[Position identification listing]
# # #

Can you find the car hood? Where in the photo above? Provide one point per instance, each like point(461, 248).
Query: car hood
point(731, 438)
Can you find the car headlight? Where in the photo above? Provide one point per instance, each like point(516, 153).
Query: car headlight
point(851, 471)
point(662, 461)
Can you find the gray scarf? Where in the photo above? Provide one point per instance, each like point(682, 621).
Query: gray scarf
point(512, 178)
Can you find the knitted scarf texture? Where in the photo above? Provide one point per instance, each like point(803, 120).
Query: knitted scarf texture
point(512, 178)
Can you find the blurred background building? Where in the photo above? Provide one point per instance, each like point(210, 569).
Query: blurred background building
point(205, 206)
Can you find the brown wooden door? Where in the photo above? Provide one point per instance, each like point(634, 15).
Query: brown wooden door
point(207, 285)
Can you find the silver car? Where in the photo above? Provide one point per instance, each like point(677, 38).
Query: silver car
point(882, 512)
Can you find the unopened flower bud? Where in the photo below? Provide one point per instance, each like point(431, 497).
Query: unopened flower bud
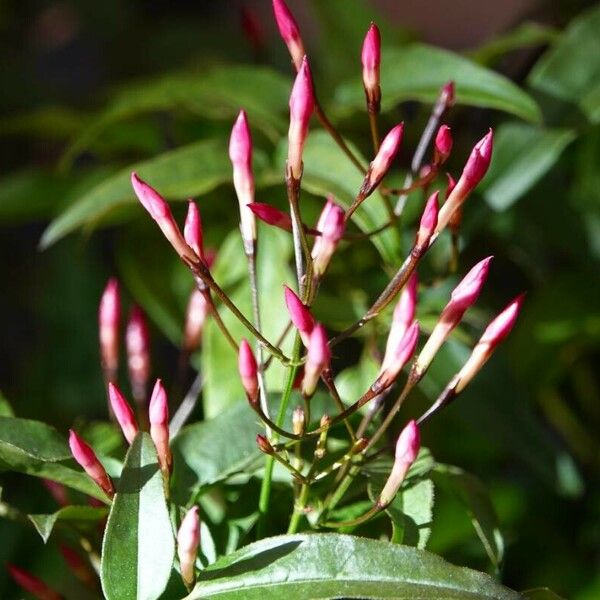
point(109, 315)
point(289, 31)
point(301, 109)
point(407, 449)
point(88, 461)
point(473, 172)
point(317, 359)
point(371, 61)
point(463, 296)
point(248, 371)
point(299, 314)
point(188, 540)
point(240, 153)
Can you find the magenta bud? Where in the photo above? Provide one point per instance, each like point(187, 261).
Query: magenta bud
point(289, 31)
point(188, 540)
point(301, 108)
point(299, 314)
point(123, 413)
point(88, 461)
point(248, 371)
point(317, 359)
point(109, 315)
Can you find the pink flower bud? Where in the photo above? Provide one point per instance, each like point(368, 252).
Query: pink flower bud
point(464, 295)
point(495, 332)
point(31, 584)
point(317, 359)
point(188, 540)
point(109, 315)
point(88, 461)
point(299, 314)
point(397, 357)
point(159, 210)
point(240, 153)
point(407, 450)
point(137, 340)
point(192, 229)
point(301, 108)
point(248, 371)
point(271, 215)
point(123, 413)
point(428, 221)
point(195, 317)
point(475, 168)
point(371, 60)
point(331, 224)
point(289, 31)
point(158, 415)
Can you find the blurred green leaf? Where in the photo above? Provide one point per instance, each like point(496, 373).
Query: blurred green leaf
point(295, 567)
point(417, 72)
point(139, 546)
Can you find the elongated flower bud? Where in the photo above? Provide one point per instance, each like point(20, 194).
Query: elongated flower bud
point(397, 358)
point(88, 461)
point(137, 339)
point(109, 315)
point(301, 108)
point(473, 172)
point(407, 450)
point(160, 211)
point(299, 314)
point(428, 221)
point(289, 31)
point(123, 413)
point(317, 359)
point(31, 584)
point(464, 295)
point(158, 415)
point(371, 61)
point(188, 540)
point(240, 153)
point(331, 224)
point(248, 371)
point(195, 317)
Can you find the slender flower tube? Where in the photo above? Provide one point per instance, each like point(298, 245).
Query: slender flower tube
point(331, 224)
point(302, 104)
point(195, 317)
point(240, 154)
point(123, 413)
point(158, 415)
point(473, 172)
point(109, 315)
point(300, 315)
point(398, 356)
point(248, 370)
point(159, 210)
point(371, 61)
point(407, 449)
point(88, 461)
point(137, 340)
point(33, 585)
point(289, 31)
point(188, 540)
point(317, 359)
point(464, 295)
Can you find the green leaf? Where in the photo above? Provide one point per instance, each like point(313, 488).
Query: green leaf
point(417, 72)
point(139, 545)
point(296, 567)
point(474, 495)
point(522, 155)
point(84, 517)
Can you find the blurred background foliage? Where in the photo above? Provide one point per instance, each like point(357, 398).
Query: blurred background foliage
point(90, 89)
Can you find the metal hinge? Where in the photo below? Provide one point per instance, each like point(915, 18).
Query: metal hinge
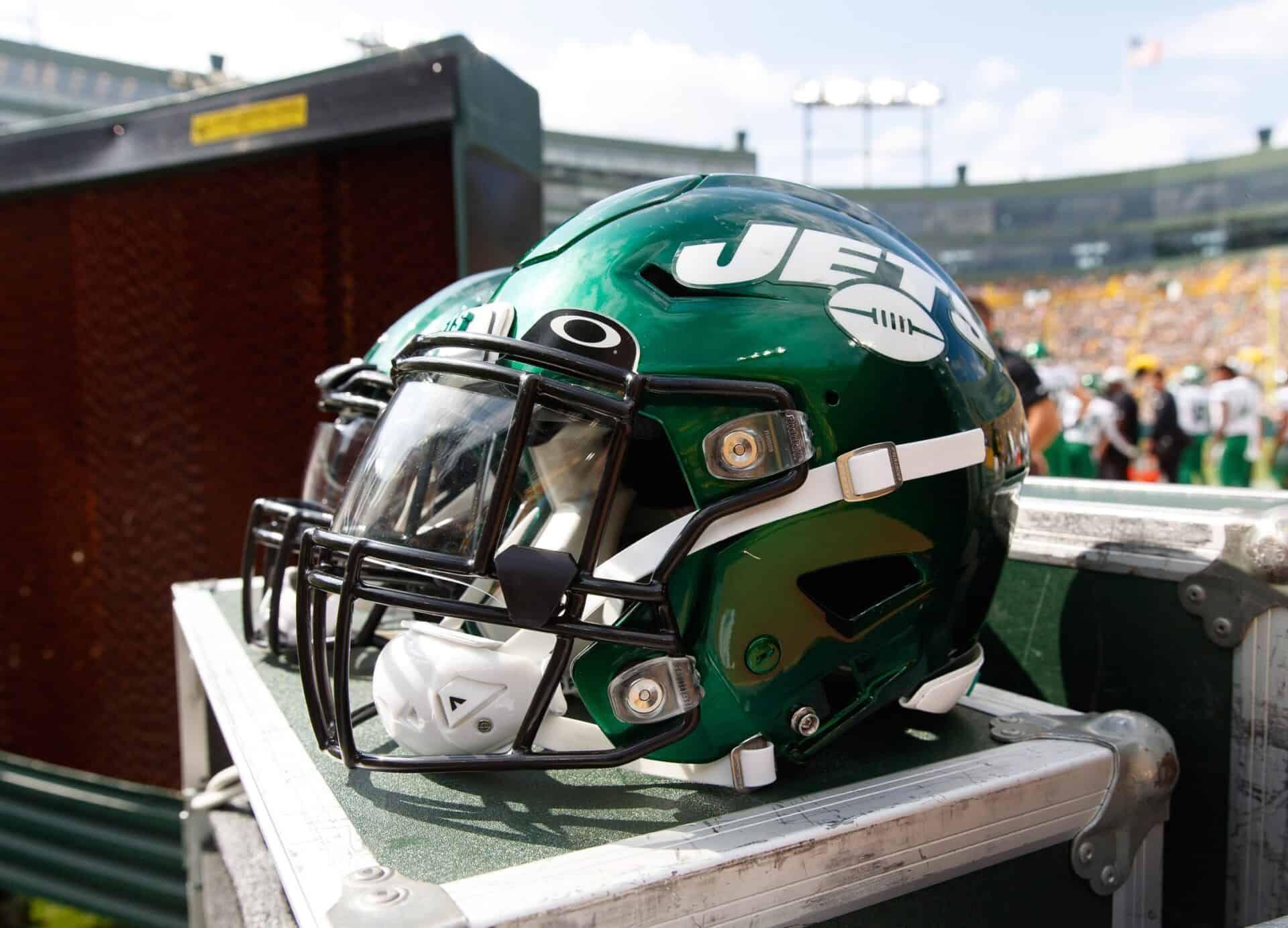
point(379, 895)
point(1229, 593)
point(1139, 794)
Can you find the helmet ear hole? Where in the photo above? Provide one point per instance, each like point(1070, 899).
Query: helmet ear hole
point(848, 590)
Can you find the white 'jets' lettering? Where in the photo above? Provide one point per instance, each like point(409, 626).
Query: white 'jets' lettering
point(821, 258)
point(757, 254)
point(826, 258)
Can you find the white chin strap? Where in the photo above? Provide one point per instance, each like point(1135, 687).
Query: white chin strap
point(855, 476)
point(439, 691)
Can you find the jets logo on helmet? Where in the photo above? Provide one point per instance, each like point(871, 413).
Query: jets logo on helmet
point(894, 323)
point(886, 321)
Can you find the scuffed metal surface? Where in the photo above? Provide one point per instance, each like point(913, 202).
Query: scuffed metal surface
point(1118, 539)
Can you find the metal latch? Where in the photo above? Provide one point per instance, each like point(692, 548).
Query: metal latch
point(1139, 794)
point(1232, 592)
point(379, 895)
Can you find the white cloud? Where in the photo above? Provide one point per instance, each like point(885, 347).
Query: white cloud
point(651, 88)
point(995, 71)
point(1256, 28)
point(1214, 85)
point(975, 116)
point(1055, 133)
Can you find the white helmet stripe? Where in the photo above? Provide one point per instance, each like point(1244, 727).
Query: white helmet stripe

# # #

Exercise aim » Return the lines of the listing above verbatim, from its first line up to and including the line containing "point(731, 438)".

Exercise solution »
Can you find the car hood? Where in the photo above? Provide one point per instance, each like point(461, 248).
Query: car hood
point(731, 438)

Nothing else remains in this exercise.